**Dataset records:**
========

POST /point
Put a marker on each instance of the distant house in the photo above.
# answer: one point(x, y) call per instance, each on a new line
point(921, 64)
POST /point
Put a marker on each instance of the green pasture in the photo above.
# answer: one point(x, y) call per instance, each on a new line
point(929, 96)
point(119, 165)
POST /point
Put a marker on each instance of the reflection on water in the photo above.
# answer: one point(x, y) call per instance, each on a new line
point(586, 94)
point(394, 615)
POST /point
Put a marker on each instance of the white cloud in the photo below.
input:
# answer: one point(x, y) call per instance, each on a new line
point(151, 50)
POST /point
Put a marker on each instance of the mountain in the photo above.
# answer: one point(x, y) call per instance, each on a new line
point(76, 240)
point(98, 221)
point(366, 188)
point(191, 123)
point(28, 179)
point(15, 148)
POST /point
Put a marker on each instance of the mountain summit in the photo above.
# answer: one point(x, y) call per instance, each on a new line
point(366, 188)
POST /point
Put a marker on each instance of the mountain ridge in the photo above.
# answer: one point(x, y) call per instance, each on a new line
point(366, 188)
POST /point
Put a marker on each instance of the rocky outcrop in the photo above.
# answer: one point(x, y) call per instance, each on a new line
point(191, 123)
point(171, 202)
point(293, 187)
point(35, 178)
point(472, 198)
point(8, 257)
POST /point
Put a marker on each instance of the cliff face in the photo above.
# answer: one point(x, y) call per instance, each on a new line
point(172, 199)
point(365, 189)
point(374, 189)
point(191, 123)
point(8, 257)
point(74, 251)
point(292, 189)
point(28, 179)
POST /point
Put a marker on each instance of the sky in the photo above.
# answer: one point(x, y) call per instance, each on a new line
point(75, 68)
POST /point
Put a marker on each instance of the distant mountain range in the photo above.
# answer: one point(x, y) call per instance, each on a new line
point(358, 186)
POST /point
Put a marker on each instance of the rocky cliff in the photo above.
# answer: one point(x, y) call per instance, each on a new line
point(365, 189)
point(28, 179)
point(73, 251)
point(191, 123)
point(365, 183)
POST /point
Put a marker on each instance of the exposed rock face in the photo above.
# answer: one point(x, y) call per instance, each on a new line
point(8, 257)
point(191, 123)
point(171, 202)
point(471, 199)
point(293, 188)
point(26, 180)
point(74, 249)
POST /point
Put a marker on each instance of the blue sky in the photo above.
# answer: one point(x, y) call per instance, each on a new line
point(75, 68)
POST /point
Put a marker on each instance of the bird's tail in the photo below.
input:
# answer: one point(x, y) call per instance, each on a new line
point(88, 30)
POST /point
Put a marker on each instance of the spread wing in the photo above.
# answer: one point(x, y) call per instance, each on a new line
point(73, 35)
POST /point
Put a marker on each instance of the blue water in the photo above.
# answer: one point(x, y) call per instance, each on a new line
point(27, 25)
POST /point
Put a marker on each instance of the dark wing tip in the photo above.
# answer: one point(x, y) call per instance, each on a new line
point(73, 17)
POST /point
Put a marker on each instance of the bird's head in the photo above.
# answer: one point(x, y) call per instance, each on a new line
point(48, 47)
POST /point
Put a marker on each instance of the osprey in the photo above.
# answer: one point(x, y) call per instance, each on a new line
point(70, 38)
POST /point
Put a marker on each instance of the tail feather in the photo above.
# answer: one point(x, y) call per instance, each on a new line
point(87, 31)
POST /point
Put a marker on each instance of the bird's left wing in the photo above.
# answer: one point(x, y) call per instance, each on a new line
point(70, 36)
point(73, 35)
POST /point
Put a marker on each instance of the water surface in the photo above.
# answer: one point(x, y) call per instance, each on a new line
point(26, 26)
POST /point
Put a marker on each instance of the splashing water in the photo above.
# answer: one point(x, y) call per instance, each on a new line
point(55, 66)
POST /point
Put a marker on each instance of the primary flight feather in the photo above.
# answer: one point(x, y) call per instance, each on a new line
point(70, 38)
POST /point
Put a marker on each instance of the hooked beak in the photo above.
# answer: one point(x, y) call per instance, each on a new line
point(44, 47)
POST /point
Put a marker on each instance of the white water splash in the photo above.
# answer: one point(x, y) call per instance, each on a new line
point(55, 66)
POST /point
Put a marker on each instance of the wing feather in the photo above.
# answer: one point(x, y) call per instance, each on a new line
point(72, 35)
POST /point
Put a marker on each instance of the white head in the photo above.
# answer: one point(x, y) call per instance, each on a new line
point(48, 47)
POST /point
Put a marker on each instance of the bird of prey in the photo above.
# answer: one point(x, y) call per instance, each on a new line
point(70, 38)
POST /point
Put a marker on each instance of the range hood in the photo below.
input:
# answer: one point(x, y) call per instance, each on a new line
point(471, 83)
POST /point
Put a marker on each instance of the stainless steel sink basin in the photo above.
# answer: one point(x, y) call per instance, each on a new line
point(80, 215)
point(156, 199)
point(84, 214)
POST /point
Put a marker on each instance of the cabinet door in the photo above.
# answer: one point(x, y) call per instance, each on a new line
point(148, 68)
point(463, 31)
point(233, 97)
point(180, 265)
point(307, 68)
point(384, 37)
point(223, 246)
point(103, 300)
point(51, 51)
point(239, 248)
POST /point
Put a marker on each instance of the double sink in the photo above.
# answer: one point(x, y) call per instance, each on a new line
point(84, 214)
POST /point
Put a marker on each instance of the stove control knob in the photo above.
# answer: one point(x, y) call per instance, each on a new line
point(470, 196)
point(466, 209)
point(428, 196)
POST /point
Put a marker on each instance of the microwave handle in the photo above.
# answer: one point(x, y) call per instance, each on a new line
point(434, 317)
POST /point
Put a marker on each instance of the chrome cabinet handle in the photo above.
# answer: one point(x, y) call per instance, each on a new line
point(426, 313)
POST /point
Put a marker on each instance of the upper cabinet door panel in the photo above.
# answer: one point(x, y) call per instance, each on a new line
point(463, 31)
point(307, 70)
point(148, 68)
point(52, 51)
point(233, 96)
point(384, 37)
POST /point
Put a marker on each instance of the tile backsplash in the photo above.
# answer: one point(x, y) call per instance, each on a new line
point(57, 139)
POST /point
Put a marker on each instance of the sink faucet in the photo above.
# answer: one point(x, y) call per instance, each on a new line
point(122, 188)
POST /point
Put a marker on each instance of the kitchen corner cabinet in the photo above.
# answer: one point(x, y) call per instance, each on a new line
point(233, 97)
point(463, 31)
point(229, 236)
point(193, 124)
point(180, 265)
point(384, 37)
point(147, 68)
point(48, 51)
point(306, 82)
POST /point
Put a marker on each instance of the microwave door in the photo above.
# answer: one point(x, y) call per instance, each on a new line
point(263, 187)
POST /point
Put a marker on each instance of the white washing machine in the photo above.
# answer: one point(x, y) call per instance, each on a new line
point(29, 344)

========

**Instructions for the task:** Copy out every line of the items above, word for word and in the same order.

**Answer to this exercise:**
POST /point
Put a marker on each instance of the distant house in the photo above.
# answer: one point(x, y) call per instance, each on a new line
point(921, 64)
POST /point
Put a marker on each instance of the green pasture in the photo above.
# answer: one point(x, y) call per instance, each on a new line
point(929, 96)
point(119, 165)
POST /point
Put a marker on each instance of the reflection on water in the photo above.
# answer: one point(x, y) call per instance, each on a new line
point(586, 94)
point(394, 615)
POST /point
Put a marker on each instance of the white cloud in the photo below.
input:
# answer: one point(x, y) call per instance, each on a new line
point(151, 50)
POST /point
Put a marker on each instance of the mountain in the photo above.
# answer: one point(x, y) call per instance, each on a new line
point(76, 240)
point(98, 221)
point(366, 188)
point(191, 123)
point(28, 179)
point(15, 148)
POST /point
Put a marker on each instance of the mountain summit in the photo above.
# answer: one point(x, y) call per instance, each on a new line
point(366, 188)
POST /point
Put a marker on each instance of the mountain ridge in the photo above.
# answer: one point(x, y) call per instance, each on a new line
point(366, 188)
POST /point
Put a marker on each instance of the rocky outcrop in the photo above.
# answer: one point(x, y) call per instance, each on a new line
point(191, 123)
point(171, 202)
point(293, 187)
point(35, 178)
point(472, 198)
point(8, 257)
POST /point
Put a marker on each instance of the cliff face in the photo above.
# answer: one point(x, y) call per instance, each on a new line
point(172, 199)
point(365, 189)
point(374, 189)
point(191, 123)
point(8, 257)
point(74, 251)
point(292, 189)
point(28, 179)
POST /point
Put a marker on each instance of the sky in the photo above.
# answer: one point(x, y) call per instance, each on a new line
point(75, 68)
POST /point
Put a marker on each instance of the distant mountain range in the photo above.
# answer: one point(x, y) call per instance, each on a new line
point(358, 186)
POST /point
Put a marker on each instance of the rocky cliff in the photo above.
# answer: one point(x, y) call per instance, each on a new line
point(365, 189)
point(28, 179)
point(73, 251)
point(191, 123)
point(365, 183)
POST /point
Put a marker on each instance of the exposed rock face in the photo above.
# answer: one point(x, y) call per instance, each on a new line
point(8, 257)
point(191, 123)
point(171, 202)
point(471, 199)
point(293, 188)
point(26, 180)
point(74, 249)
POST /point
Put a marker on each instance of the blue sky in the photo above.
# answer: one point(x, y) call per instance, each on a new line
point(75, 68)
POST /point
Put a marker on each instance of the bird's tail in the photo below.
input:
# answer: one point(x, y) call per instance, each on a new line
point(88, 30)
POST /point
Put a marker on each instance of the spread wing in the photo above.
# answer: one point(x, y) call per instance, each on a new line
point(73, 35)
POST /point
Put a marker on each instance of the blue water in the photo above.
# answer: one point(x, y) call per instance, each on a new line
point(27, 25)
POST /point
Put a marker on each instance of the dark wing tip in the photo above.
# answer: one point(x, y) call per instance, each on a new line
point(73, 17)
POST /point
Put a marker on each instance of the bird's head in the photo above.
# answer: one point(x, y) call per instance, each on a new line
point(48, 47)
POST /point
Put a marker on each instance of the osprey in the photo above.
# answer: one point(x, y) call per instance, each on a new line
point(70, 38)
POST /point
Put a marker on each instance of the tail feather in the photo above.
# answer: one point(x, y) call per instance, each on a new line
point(87, 31)
POST /point
Put a marker on each instance of the bird's left wing in the photo above.
# answer: one point(x, y) call per instance, each on a new line
point(70, 36)
point(73, 35)
POST /point
Put a marker on each instance of the water surface in the photo above.
# answer: one point(x, y) call per instance, each on a new line
point(26, 26)
POST /point
Put a marker on each instance of the splashing water in the photo above.
# answer: one point(x, y) call per instance, each on a new line
point(55, 66)
POST /point
Put a marker on each instance of the primary flight feather in the photo above.
# answer: one point(x, y) call per instance, each on a new line
point(70, 38)
POST /point
Put a marker on each instance of the hooked beak in the photo above.
# answer: one point(x, y) call per instance, each on a new line
point(44, 47)
POST /point
Put a marker on each instance of the white water splash in the photo above.
# answer: one point(x, y) call per instance, each on a new line
point(55, 66)
POST /point
Put a marker on each instance of the wing feather in the photo above.
# answer: one point(x, y) call per instance, each on a new line
point(72, 35)
POST /point
Put a marker on each instance of the white head in the photo above.
# answer: one point(x, y) call per instance, each on a new line
point(48, 47)
POST /point
Put a marker on each instance of the bird of prey in the photo above.
# answer: one point(x, y) call per instance, each on a new line
point(70, 38)
POST /point
Put a marker on each instance of the range hood in the photo below.
input:
# answer: one point(x, y) call per instance, each on a new line
point(471, 83)
POST /point
Put a marker on each instance of the stainless steel sink basin in the photo above.
# answer: one point(x, y) call per instance, each on a new line
point(80, 215)
point(156, 199)
point(84, 214)
POST /point
Put a marker on each instance of the cabinet door in the photo above.
# answer: one point(x, y) call per instance, each on a new line
point(148, 68)
point(463, 31)
point(233, 97)
point(180, 265)
point(307, 68)
point(384, 37)
point(223, 246)
point(103, 300)
point(51, 51)
point(239, 248)
POST /point
Put a marker on each instance of the double sink in the photo above.
# answer: one point(x, y) call per instance, each on a new line
point(84, 214)
POST /point
Put a marker on each instance of the stove control knob in the photo above.
# answer: one point(x, y) call per instance, each on a new line
point(470, 196)
point(466, 209)
point(428, 196)
POST /point
Put a marker on each instance of the microwave handle in the photo above.
# answer: one point(x, y) call per instance, each on a new line
point(434, 317)
POST /point
Put a marker on each instance of the chrome cabinet handle in the photo above.
# answer: one point(x, y) call per instance, each on a new line
point(426, 313)
POST /point
Put a marker on each instance of the upper cabinet door panel in the photo above.
# answer: one point(x, y) call per instance, each on a new line
point(463, 31)
point(307, 70)
point(148, 68)
point(52, 51)
point(233, 96)
point(384, 37)
POST /point
Put a marker on each instance of the tile backsplash in the photo above.
# answer: one point(x, y) call per instance, each on a new line
point(57, 139)
POST /point
Put a marker on each instance of the sink faucet in the photo above.
# answer: one point(x, y) call per instance, each on a new line
point(122, 188)
POST /point
Put a marker on each instance of the kitchen corner cabinet in the photo above.
# answer: one point(x, y) call per instance, each on a new line
point(233, 97)
point(463, 31)
point(229, 236)
point(193, 124)
point(180, 265)
point(384, 37)
point(147, 68)
point(48, 51)
point(306, 82)
POST /point
Put a marker on each instance of the microwave door in the photo above.
# answer: one point(x, y) call per instance, each on a new line
point(263, 187)
POST /point
Put a marker on each instance of the white washing machine in the photo above.
# answer: one point(x, y) call per instance, each on a new line
point(29, 344)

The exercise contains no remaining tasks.